BRIEF
In the arithmetic progression problem page below, what output does Example 2 give for arr = [1,2,4]?

Given an array of numbers arr. A sequence of numbers is called an arithmetic progression if the difference between any two consecutive elements is the same.
Return true if the array can be rearranged to form an arithmetic progression, otherwise, return false.
Example 1:
Input: arr = [3,5,1] Output: true Explanation: We can reorder the elements as [1,3,5] or [5,3,1] with differences 2 and -2 respectively, between each consecutive elements.
Example 2:
Input: arr = [1,2,4] Output: false Explanation: There is no way to reorder the elements to obtain an arithmetic progression.
Constraints:
2 <= arr.length <= 1000-10^6 <= arr[i] <= 10^6
// OJ: https://leetcode.com/problems/can-make-arithmetic-progression-from-sequence/
// Author: github.com/lzl124631x
// Time: O(NlogN)
// Space: O(1)
class Solution {
public:
bool canMakeArithmeticProgression(vector<int>& A) {
sort(begin(A), end(A));
int d = A[1] - A[0];
for (int i = 2; i < A.size(); ++i) {
if (A[i] - A[i - 1] != d) return false;
}
return true;
}
};// OJ: https://leetcode.com/problems/can-make-arithmetic-progression-from-sequence/
// Author: github.com/lzl124631x
// Time: O(N)
// Space: O(1)

RAW RECORDS

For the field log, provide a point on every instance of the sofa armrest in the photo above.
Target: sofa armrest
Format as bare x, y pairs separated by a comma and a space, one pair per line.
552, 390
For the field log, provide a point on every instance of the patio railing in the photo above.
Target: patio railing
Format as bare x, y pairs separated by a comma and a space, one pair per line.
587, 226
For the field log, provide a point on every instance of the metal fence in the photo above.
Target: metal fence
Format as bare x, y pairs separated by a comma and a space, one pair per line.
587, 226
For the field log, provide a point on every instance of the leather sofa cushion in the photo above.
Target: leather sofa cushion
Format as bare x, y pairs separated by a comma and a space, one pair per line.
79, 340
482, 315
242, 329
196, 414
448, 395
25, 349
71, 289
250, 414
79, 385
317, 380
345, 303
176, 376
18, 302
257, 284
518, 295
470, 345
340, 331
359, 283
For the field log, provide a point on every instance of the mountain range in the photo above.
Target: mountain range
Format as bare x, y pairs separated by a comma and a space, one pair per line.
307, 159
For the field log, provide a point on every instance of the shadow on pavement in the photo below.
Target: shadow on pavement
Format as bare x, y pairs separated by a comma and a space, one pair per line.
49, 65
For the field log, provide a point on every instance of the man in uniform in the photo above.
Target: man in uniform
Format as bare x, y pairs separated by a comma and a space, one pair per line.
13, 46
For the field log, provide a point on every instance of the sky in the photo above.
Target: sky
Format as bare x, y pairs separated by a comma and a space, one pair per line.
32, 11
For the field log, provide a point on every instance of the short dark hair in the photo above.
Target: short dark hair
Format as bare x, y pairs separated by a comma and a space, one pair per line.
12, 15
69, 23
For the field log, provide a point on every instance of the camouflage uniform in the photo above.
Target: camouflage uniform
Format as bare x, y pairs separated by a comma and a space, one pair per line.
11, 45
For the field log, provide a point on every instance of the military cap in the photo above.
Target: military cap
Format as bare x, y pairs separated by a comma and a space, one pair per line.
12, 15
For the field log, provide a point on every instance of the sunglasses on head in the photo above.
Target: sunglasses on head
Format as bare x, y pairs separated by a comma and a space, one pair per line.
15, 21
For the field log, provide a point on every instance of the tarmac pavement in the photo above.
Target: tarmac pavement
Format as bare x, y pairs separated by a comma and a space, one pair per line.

ANSWER
false